Record excerpts:
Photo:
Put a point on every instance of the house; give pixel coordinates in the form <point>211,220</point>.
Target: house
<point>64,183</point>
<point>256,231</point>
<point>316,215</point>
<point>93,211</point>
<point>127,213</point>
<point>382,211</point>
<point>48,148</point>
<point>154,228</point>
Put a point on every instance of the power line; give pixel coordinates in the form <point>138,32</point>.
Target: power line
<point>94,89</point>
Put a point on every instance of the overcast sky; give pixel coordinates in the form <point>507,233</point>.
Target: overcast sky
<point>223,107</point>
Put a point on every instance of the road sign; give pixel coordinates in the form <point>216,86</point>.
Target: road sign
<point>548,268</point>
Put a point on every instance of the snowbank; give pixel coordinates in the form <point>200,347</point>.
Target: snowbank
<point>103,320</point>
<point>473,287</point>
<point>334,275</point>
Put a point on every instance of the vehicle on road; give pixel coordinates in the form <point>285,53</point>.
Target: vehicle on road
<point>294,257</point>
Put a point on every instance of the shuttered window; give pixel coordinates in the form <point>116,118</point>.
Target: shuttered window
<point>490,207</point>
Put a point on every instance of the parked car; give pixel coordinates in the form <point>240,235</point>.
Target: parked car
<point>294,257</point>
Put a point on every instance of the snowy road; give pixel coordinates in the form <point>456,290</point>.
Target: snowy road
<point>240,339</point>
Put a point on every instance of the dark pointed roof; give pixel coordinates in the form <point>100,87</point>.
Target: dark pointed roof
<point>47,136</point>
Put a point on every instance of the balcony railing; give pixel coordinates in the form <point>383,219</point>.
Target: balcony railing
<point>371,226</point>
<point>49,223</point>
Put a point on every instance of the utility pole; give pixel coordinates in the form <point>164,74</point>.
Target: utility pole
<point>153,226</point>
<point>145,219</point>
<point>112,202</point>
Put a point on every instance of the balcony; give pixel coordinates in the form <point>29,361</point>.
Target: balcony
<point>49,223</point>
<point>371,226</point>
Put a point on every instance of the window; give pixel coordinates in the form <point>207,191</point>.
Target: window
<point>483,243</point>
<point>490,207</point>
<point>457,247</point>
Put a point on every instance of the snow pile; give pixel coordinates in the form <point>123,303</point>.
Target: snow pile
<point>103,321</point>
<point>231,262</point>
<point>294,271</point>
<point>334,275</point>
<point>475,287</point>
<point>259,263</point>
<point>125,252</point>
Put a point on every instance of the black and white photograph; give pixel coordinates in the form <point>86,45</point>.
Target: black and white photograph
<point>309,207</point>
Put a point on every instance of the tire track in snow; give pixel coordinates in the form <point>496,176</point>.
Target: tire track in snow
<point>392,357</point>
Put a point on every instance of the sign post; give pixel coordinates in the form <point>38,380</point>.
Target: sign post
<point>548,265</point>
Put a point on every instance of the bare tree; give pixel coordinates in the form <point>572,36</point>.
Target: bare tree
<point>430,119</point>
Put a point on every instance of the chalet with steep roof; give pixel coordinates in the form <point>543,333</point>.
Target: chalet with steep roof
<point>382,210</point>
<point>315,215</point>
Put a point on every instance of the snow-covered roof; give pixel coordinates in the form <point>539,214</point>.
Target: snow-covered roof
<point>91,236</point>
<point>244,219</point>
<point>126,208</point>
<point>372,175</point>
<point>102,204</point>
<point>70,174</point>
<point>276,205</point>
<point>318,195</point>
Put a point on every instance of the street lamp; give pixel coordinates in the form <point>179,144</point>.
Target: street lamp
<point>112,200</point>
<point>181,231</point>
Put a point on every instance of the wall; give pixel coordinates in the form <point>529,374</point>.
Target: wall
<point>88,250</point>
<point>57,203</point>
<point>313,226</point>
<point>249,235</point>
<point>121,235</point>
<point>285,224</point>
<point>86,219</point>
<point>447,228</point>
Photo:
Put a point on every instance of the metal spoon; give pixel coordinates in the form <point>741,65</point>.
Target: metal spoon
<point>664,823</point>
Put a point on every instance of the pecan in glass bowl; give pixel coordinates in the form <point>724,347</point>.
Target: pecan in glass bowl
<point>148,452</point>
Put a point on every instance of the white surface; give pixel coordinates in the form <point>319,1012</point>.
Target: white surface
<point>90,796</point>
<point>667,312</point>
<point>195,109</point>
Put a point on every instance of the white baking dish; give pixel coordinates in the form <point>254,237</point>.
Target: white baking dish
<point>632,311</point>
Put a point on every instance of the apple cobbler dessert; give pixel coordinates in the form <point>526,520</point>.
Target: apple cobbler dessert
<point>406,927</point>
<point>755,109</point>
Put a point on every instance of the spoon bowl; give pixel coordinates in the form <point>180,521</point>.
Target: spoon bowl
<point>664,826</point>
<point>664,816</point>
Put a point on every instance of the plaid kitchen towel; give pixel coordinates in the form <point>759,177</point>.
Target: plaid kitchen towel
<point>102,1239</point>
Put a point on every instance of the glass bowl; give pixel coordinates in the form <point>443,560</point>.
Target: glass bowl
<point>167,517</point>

Requirement:
In the listing above, locate the line containing "Put a point on every instance of the tire" and the line containing "Put a point on every instance of the chalet". Transcribe those two lines and everything between them, exactly as written.

Result of the exercise:
Put a point on every instance of the tire track in snow; give pixel coordinates in the form <point>496,176</point>.
Target: tire track in snow
<point>392,357</point>
Put a point on every instance of the sign post; give pixel coordinates in the form <point>38,380</point>.
Target: sign post
<point>548,265</point>
Put a point on every instance of the bare tree; give pixel coordinates in the form <point>572,36</point>.
Target: bare tree
<point>430,119</point>
Put a point on every instance of the chalet with steep roof; give pixel coordinates in the form <point>543,333</point>.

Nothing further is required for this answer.